• Required actions:
• a. Answer these questions about the BPF cgroup LSM patch discussion:
(i) Which new attach type triggers the new mode?
(ii) For hooks whose first argument is 'struct socket' or 'struct sock', which cgroup is used?
(iii) How many cgroup_bpf_attach_type(s) does the patch add?
• b. Extend the BPF cgroup LSM patch discussion from the point where it stops.

• Extract:
On Fri, Jun 10, 2022 at 09:57:56AM -0700, Stanislav Fomichev wrote:
> Allow attaching to lsm hooks in the cgroup context.
> 
> Attaching to per-cgroup LSM works exactly like attaching
> to other per-cgroup hooks. New BPF_LSM_CGROUP is added
> to trigger new mode; the actual lsm hook we attach to is
> signaled via existing attach_btf_id.
> 
> For the hooks that have 'struct socket' or 'struct sock' as its first
> argument, we use the cgroup associated with that socket. For the rest,
> we use 'current' cgroup (this is all on default hierarchy == v2 only).
> Note that for some hooks that work on 'struct sock' we still
> take the cgroup from 'current' because some of them work on the socket
> that hasn't been properly initialized yet.
> 
> Behind the scenes, we allocate a shim program that is attached
> to the trampoline and runs cgroup effective BPF programs array.
> This shim has some rudimentary ref counting and can be shared
> between several programs attaching to the same per-cgroup lsm hook.
nit. The 'per-cgroup' may be read as each cgroup has its own shim.
It will be useful to rephrase it a little.

> 
> Note that this patch bloats cgroup size because we add 211
> cgroup_bpf_attach_type(s) for simplicity sake. This will be
> addressed in the subsequent patch.

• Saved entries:
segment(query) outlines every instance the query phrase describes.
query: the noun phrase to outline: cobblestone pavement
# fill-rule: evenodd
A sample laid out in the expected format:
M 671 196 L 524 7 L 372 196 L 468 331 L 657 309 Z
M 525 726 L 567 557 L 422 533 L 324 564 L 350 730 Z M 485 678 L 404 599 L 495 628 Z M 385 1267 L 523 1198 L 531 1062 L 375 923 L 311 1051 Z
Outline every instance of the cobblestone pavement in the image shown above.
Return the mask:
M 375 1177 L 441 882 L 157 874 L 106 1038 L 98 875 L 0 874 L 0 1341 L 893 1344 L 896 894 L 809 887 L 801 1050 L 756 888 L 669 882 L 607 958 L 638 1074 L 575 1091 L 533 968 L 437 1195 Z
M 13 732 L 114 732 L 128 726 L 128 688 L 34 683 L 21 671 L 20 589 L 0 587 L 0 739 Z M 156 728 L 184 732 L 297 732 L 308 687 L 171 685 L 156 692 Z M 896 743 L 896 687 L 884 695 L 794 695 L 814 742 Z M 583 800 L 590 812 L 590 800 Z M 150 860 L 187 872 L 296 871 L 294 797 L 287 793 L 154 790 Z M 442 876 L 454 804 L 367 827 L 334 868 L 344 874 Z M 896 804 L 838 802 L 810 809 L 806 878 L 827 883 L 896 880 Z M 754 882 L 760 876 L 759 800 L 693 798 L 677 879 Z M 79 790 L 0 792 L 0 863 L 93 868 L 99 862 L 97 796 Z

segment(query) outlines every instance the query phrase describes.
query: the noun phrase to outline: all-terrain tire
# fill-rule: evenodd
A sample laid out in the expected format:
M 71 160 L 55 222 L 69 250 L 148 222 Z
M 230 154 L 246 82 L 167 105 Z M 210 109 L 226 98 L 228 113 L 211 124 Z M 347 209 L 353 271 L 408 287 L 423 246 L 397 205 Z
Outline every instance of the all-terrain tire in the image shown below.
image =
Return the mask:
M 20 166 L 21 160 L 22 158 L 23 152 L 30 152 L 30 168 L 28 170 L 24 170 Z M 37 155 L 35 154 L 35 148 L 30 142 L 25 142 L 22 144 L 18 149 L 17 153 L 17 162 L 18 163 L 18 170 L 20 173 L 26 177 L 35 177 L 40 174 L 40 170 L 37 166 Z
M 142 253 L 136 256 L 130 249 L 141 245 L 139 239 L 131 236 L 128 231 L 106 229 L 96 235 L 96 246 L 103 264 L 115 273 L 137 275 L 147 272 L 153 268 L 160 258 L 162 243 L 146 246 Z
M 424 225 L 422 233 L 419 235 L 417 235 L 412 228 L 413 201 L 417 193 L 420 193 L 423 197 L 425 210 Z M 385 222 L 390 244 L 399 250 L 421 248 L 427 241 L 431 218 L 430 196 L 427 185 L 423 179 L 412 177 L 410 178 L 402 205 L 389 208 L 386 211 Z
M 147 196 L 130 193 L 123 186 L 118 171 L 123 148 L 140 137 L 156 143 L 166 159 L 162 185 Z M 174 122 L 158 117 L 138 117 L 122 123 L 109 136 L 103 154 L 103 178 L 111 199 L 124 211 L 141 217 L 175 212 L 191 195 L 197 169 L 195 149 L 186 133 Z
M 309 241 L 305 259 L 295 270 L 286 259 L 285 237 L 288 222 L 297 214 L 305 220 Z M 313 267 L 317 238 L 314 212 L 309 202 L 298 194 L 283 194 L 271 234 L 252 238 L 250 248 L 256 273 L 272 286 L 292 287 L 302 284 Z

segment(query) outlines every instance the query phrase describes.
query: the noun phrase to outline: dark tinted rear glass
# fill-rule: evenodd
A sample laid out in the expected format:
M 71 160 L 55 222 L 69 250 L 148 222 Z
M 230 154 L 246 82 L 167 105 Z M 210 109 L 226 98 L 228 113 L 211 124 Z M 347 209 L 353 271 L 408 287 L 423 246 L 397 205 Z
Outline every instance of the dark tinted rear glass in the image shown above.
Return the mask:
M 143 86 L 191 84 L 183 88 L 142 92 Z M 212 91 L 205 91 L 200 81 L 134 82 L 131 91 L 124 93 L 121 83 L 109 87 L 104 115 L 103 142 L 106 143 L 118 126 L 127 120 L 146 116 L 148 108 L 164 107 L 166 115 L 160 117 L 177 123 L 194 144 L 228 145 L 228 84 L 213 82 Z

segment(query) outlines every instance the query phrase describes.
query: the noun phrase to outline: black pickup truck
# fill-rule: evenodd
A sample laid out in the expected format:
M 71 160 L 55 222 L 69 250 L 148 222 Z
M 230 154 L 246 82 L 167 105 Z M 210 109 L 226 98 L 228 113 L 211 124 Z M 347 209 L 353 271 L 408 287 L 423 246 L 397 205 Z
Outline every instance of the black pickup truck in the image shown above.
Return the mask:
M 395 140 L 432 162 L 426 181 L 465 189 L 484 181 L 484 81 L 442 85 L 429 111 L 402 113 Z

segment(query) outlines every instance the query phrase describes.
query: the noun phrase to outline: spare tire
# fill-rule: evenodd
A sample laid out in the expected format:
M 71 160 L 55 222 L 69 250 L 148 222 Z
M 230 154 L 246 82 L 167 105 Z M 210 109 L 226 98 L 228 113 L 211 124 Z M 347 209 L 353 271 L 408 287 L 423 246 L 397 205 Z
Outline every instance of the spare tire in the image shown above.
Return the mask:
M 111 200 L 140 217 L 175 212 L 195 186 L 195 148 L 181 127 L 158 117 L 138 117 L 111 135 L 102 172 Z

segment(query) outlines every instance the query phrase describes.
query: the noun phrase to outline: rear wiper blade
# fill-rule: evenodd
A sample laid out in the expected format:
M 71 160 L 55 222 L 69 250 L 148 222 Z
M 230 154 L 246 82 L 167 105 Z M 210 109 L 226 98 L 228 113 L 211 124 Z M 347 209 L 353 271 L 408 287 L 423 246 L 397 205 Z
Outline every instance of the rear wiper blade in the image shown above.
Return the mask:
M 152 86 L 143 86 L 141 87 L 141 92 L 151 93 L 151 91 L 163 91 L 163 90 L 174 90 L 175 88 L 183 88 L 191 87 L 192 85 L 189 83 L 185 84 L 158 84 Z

• Exercise answers:
• a.
(i) BPF_LSM_CGROUP
(ii) The cgroup associated with that socket
(iii) 211

• b.
> 
> Also note that we only add non-sleepable flavor for now. To enable
> sleepable use-cases, bpf_prog_run_array_cg has to grab trace rcu,
> shim programs have to be freed via trace rcu, cgroup_bpf.effective
> should be also trace-rcu-managed + maybe some other changes that
> I'm not aware of.
> 
> Signed-off-by: Stanislav Fomichev <sdf@google.com>

[ ... ]

> @@ -1840,10 +1850,8 @@ static int invoke_bpf_prog(const struct btf_func_model *m, u8 **pprog,
>  	emit_mov_reg(&prog, true, BPF_REG_2, BPF_REG_6);
>  	/* arg3: lea rdx, [rbp - run_ctx_off] */
>  	EMIT4(0x48, 0x8D, 0x55, -run_ctx_off);
> -	if (emit_call(&prog,
> -		      p->aux->sleepable ? __bpf_prog_exit_sleepable :
> -		      __bpf_prog_exit, prog))
> -			return -EINVAL;
> +	if (emit_call(&prog, exit, prog))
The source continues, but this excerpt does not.